And then a funny thing began to happen. I got to know these people in California (and one in Philadelphia). Through our unfocused updates about meals and bedtime and clock-watching at work, we who had never met in person were nevertheless able to develop a picture of each other. And then another funny new thing happened. I got to know more people in California because they were friends with the first bunch of people.

This was back before the term “tweet” had been coined or @ mentions had been coded. This was when you saw all the updates posted by all of your friends, regardless of whether they were directed @ you or not. This was when Twitter was like a cocktail party where you could drift in and out of conversations with people you did and didn’t know all around the room and, like after any good mixer, you’d come away with a few new people who you wanted to hang out with. 

Twitter was this way for a two or three years (I’m not researching exactly how long), which gave me the time to make two tiers of new friends. Then the powers that be decided that your side of the room didn’t need to know what the other side was talking about, even if you were with someone who knew people on both sides.

Facebook. I held out on joining Facebook for a long time. Five years ago, it seemed redundant to belong to two social networks, and at that time anyway, almost all of my online friends still focused their attention on Twitter (and if I think about it, most of those original people still do, even though there is a lot of pushing of identical updates from one service to the other).

I gave in in June 2008 (based on my registration email), but it wasn’t until almost a year later that I began using it with gusto (three and a half years ago, as of this post). And I can tell you exactly why I started. At the time, posting photos to Twitter wasn’t as easy as it is now. I found Facebook to be a convenient one-stop shop for posting status updates, photos, and links to important pages I thought you should visit. There wasn’t yet the raft of third-party services that make such things a breeze nowadays. And Facebook held the allure of allowing more than 140 characters (though I admit to feeling a great deal of satisfaction in adhering artfully to the 140-character rule, and I hope Twitter never changes it).

It didn’t take long before I thought of Facebook as my primary outlet. Almost all of my Twitter friends were also on Facebook so I didn’t feel like anybody was missing out on any of my Very Important Posts (in the beginning I was a purist in that I made a conscious effort to not post the same content to both services. Now, not so much so, though, unlike a lot of people, when I post the same content in both places, I manually do the posting rather than have some script or app push it to both places. So I’m still a purist in that small way. But I digress). I also imagine that, indirectly, I have my iPhone to thank as well, with its always present camera and on-board apps for ease of posting. I got in the habit of using Facebook for photos and thus has it remained.

The actual lament. Oh, how times have changed for both services. These days, Facebook and Twitter seem to have evolved into vehicles for promotion. And I don’t have a problem with that. Heaven knows, I follow a bazillion beer breweries and local bars and liquor stores, and TV shows, and news outlets. Who doesn’t like to be informed? 

What’s gone is the personal feel. My friends no longer share the mundane things about their lives. I like it when you say what you ate for breakfast, or that you’d really like a cup of coffee now, or any of ten thousand other trivial things. I miss seeing photos of your mismatched striped socks. There can never be too many photos of your furry sweeties. Are you enjoying a nice meal? Great! Let’s see it and hear about whether the service was great or crappy. Foursquare posts are a pale imitation of the first-person thing, but at least they’re something.

+ + + +

Summarize the passage about Twitter and Facebook in three sentences.

▸ Given material

+ + + +

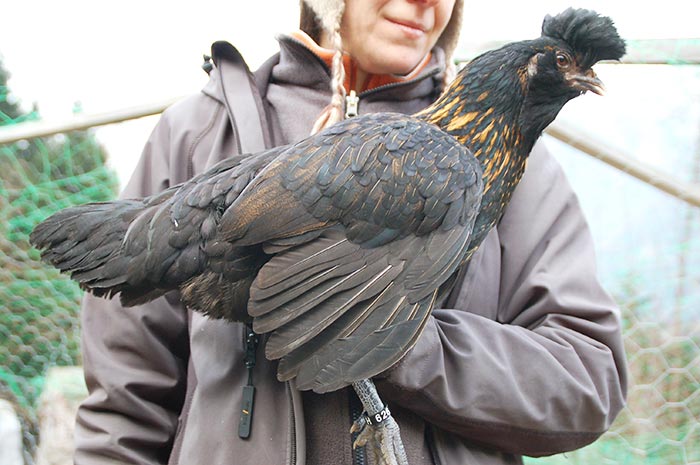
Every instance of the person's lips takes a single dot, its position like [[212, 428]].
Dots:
[[412, 29]]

+ + + +

▸ Answer for this exercise
The writer describes getting to know people, mostly in California, on early Twitter, when users saw all of their friends' updates and the service worked like a cocktail party, until the powers that be decided that one side of the room didn't need to know what the other side was saying. After holding out, the writer joined Facebook in June 2008 and, almost a year later, began using it with gusto as a convenient one-stop shop for status updates, photos, and links, soon treating it as the primary outlet. The writer laments that both services now seem to have evolved into vehicles for promotion and that friends no longer share the mundane things about their lives.